Instruction 1:
In the pairwise ranking calculator page below, how many points does the Copeland score give an item for a tie with an opponent?
Instruction 2:
Render this sentence from the pairwise ranking calculator page into Spanish: "Hybrid blends Bradley-Terry strengths with direct head-to-head outcomes."
Instruction 3:
Quote the pairwise ranking calculator page between "How to Use This" and "above the form.", inclusive.

Selected passage:
┄┄┄┄┄┄

Pairwise Ranking Calculator

Calculator Input

Scoring method

Tie credit

Confidence level

Margin power

Raises comparison weight by max(|margin|,1)^power.

Hybrid BT weight

Hybrid Copeland weight

Items

Enter one item per line. Extra items from pair rows are added automatically.

Pairwise comparisons

Format: item_a,item_b,outcome,weight,margin. Outcome must be a, b, or tie.

Example Data Table

Item A	Item B	Outcome	Weight	Margin	Meaning
Model A	Model B	a	1.0	2	Model A beats Model B with moderate margin.
Model C	Model D	b	1.3	1	Model D beats Model C in a weighted comparison.
Model A	Model E	tie	1.0	0	Both items receive tie treatment based on tie credit.

Formula Used

1. Effective comparison weight
Effective Weight = Base Weight × max(|Margin|, 1)^{Margin Power}

2. Weighted win rate
Win Rate = (Weighted Wins + Tie Credit × Weighted Ties) / Total Exposure

3. Bradley-Terry ability model
P(i beats j) = Ability_i / (Ability_i + Ability_j)
The page estimates abilities iteratively from observed weighted wins.

4. Copeland score
For each opponent, an item gets 1 point for a head-to-head win, 0.5 for a tie, and 0 for a loss.

5. Hybrid score
Final Score = Normalized BT Score × BT Weight + Normalized Copeland Score × Copeland Weight

6. Confidence interval for win rate
CI = p ± z × √(p(1-p) / n)

This setup helps compare models, search results, recommendation candidates, prompts, labels, or ranked outputs when judgments come as pairwise preferences.

How to Use This Calculator

Enter the candidate names in the items box. Add one item per line.

Paste pairwise comparison rows using the format: item_a, item_b, outcome, weight, margin.

Select a scoring method. Hybrid blends Bradley-Terry strengths with direct head-to-head outcomes.

Choose tie credit to control how tied judgments affect ranking scores.

Set confidence level for the win-rate interval and margin power for stronger margin influence.

Press the calculate button. Results appear below the header and above the form.

┄┄┄┄┄┄

Material provided:

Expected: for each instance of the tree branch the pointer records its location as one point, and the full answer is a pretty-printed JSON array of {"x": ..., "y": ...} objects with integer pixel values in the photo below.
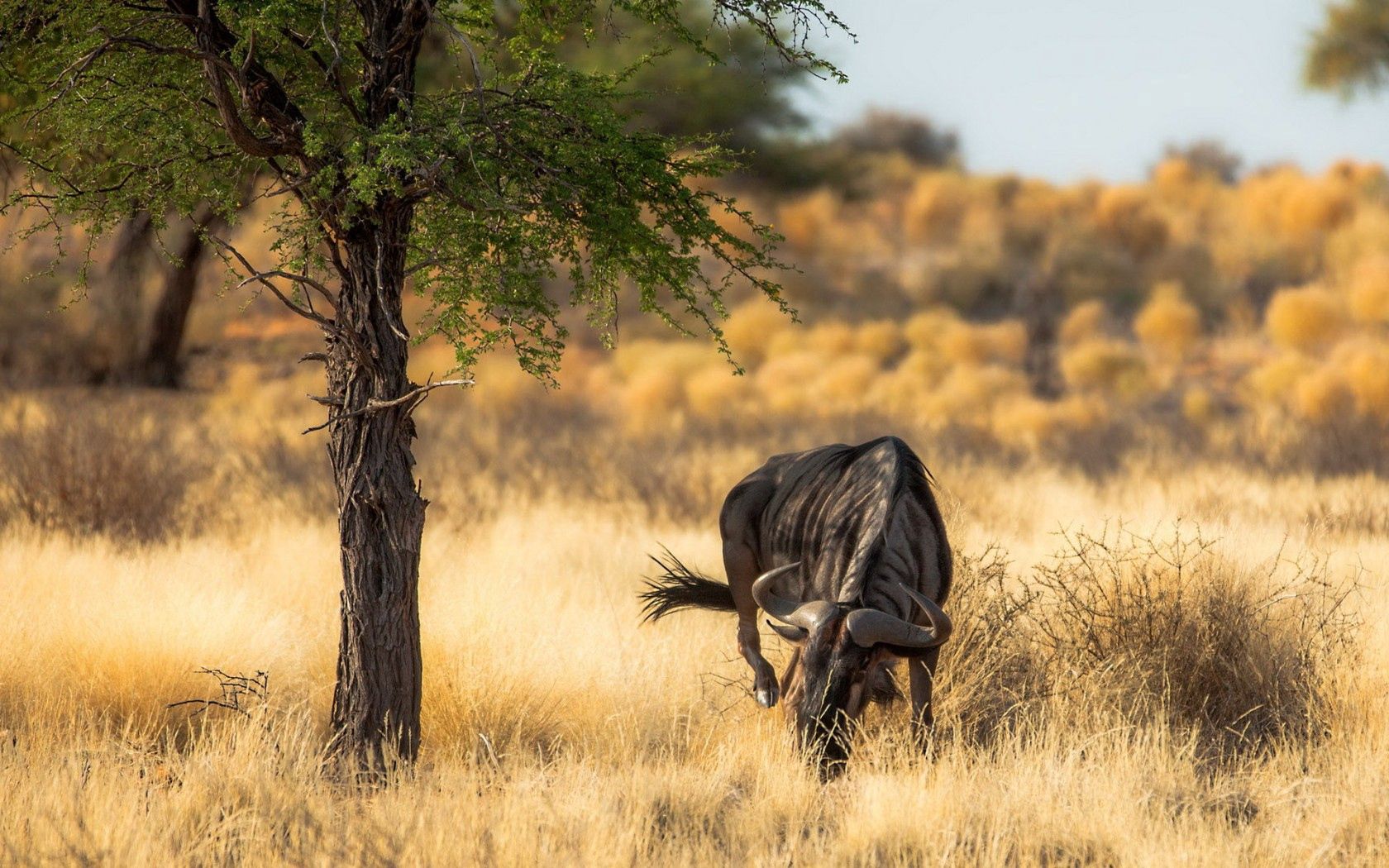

┄┄┄┄┄┄

Final answer 1:
0.5 points.

Final answer 2:
Hybrid combina las fortalezas de Bradley-Terry con los resultados directos de los enfrentamientos cara a cara.

Final answer 3:
How to Use This Calculator

Enter the candidate names in the items box. Add one item per line.

Paste pairwise comparison rows using the format: item_a, item_b, outcome, weight, margin.

Select a scoring method. Hybrid blends Bradley-Terry strengths with direct head-to-head outcomes.

Choose tie credit to control how tied judgments affect ranking scores.

Set confidence level for the win-rate interval and margin power for stronger margin influence.

Press the calculate button. Results appear below the header and above the form.